TUJUAN ANDA → Teruskan tulisan tentang pengembangan wisata bahari dan island hopping di bawah ini, mulai setelah kalimat terakhirnya.

TEKS YANG DISEDIAKAN →

§ §

Pada kriteria pulau terdapat unsur Natural attractions/beaches, activities/sights, restaurants/food, people/friendliness, value, nah apakah kita yang punya banyak sekali pulau ini yang tidak bisa mendampingi Bali dalam penghargaan tersebut ?
Jawabannya bisa karena pengembangan wisata bahari belum maksimum, masih banyak sekali pulau pulau kita yang super menawan dan cantik yang belum tersentuh dengan beberapa kritera penilaian mereka yaitu restaurant/food dan activities dengan berbagai pilihan aktivitas pantai seperti snorkeling dan diving dan lainnya.
Tidak ada akomodasi penginapan dalam kriteria tersebut menandakan bahwa tidak semua pulau harus dijadikan tempat bermalam dengan perkataan lain bisa hanya berupa island hopping.
Nah untuk mendukung island hopping adalah kapal wisata, kenapa kita tidak memulai untuk lebih menggiatkan itu.

§ §

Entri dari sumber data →
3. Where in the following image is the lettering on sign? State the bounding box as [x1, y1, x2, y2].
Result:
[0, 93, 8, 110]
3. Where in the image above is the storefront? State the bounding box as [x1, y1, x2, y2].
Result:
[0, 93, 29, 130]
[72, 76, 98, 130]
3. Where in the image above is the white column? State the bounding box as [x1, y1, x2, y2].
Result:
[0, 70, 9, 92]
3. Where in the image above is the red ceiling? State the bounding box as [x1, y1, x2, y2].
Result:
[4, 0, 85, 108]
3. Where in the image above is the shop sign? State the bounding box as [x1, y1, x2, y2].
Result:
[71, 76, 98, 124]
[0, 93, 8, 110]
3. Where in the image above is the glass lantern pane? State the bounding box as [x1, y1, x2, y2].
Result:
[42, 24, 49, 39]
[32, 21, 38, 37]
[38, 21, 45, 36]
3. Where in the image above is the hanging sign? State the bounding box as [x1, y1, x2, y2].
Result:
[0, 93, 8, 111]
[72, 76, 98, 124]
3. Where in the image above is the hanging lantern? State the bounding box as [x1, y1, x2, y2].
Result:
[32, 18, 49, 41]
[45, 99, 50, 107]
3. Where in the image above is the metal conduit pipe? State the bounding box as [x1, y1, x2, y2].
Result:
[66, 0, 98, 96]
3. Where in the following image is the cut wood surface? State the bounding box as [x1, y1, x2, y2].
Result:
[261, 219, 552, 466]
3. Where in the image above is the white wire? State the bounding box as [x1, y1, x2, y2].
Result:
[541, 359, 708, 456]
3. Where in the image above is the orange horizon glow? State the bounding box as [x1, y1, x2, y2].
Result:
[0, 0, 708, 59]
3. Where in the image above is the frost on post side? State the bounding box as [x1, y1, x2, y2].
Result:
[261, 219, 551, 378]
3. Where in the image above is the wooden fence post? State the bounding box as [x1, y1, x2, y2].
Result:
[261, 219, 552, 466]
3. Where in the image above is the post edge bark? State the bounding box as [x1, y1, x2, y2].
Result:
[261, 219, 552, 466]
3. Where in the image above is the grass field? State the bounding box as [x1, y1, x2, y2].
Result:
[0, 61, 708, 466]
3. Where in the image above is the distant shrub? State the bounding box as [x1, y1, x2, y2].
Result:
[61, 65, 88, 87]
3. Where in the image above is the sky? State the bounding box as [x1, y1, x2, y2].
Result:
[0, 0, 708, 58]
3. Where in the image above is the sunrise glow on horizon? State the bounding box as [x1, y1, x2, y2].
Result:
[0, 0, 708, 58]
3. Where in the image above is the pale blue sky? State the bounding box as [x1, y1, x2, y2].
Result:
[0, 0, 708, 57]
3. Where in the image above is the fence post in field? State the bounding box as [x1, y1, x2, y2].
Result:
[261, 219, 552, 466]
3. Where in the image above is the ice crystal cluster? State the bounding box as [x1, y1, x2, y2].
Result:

§ §

HASIL →
Penentuan jalur pelayaran wisata seperti di Kepulauan Sunda Kecil, mengelilingi TN Ujung Kulon dengan pemandangan anak Krakatau, eksplor kawasan Mutiara di Kepulauan Riau, dan saling adventure trip ke atol Takabonerate dan Sabalana dan lainnya bisa dilakukan.
Jika kita bisa merubah kelas US National Parks menjadi National Park saja, kita punya banyak taman nasional, baik itu yang didarat maupun kombinasi laut dan daratan seperti Baluran, Ujung Kulon, Kerinci, Rinjani, Komodo dan lainnya.
Pada kriteria T+L disebutkan beberapa unsur yaitu Natural attractions, activities, lodging, wildlife, accessibility, cleanliness, dan sepertinya tidak ada penyebutan pengembangan seperti Jurassic Park disini.
Mari kita berfokus pada kata Lodging disini yang tidak mengacu pada penginapan mewah, lodging sesuai kamus adalah Furnished rooms in another's house rented for accommodation atau Sleeping accommodations sehingga bila diilustrasikan bahwa pondok kecil (hut) sudah cukup mempresentasikan definisi tersebut.
Selain itu konsep hotel memang tidak sesuai dengan Taman Nasional yang lebih mendekatkan pengunjung pada alam.
Kenapa kita justru berjalan berbeda arah dalam pengembangan Taman Nasional kita dengan kriteria T+L yang bisa dikatakan sebagai salah satu mercusuar informasi dan rekomendasi bagi wisatawan di seluruh dunia ?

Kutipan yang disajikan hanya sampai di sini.